WORK REQUEST.
The answer should be the lines from the one with "Target: cloud" through the final line of the entries, restated word for word.

[Stored data entries]
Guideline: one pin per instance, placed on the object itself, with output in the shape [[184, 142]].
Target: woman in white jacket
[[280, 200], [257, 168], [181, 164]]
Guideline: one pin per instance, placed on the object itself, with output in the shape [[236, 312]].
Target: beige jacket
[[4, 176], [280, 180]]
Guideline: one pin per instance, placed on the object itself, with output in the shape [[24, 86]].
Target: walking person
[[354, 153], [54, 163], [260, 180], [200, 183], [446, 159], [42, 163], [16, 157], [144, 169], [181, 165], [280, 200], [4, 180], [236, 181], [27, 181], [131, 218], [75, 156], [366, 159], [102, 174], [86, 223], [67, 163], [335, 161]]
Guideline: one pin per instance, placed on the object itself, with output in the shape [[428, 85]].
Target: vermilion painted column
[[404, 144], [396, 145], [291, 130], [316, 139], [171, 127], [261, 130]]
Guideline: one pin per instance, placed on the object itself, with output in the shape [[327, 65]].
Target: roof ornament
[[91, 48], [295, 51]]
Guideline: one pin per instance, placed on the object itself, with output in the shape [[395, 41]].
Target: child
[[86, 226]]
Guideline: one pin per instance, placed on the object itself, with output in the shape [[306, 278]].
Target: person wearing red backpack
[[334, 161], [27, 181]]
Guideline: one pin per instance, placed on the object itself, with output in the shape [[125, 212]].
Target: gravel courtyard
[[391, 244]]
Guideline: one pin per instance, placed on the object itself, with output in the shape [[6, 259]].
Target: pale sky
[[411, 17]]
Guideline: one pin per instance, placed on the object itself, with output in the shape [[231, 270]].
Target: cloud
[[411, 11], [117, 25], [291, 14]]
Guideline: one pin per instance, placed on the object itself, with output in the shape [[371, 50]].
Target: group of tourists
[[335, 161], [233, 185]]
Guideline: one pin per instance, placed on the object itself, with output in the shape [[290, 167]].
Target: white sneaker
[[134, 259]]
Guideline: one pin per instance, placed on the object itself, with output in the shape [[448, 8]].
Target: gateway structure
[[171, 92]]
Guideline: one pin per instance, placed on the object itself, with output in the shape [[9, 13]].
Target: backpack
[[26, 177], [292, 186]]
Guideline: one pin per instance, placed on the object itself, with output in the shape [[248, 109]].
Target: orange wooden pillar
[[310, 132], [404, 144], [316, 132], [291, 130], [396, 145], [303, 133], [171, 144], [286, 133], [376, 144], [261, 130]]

OUTPUT OF THE EXERCISE.
Target: cloud
[[411, 11], [117, 25], [291, 14]]
Guideline: one pin per instance, placed on the object itself, with output in the shape [[371, 50]].
Target: group of tourists
[[335, 161], [233, 185]]
Guideline: one pin per instance, placed on the object itself, with output in the shape [[290, 167]].
Target: white sneaker
[[134, 259]]
Guideline: one pin per instance, placed on the object itself, with output in the shape [[448, 8]].
Target: gateway structure
[[171, 92]]
Guideline: one pin per instance, placed on the object itself, with output in the shape [[9, 13]].
Target: backpack
[[26, 177], [292, 186]]
Guideline: one pin per instance, placed on the object itself, with output in the shape [[248, 109]].
Target: orange wooden pillar
[[310, 132], [404, 144], [316, 132], [291, 130], [396, 145], [303, 133], [171, 144], [286, 133], [376, 144], [261, 130]]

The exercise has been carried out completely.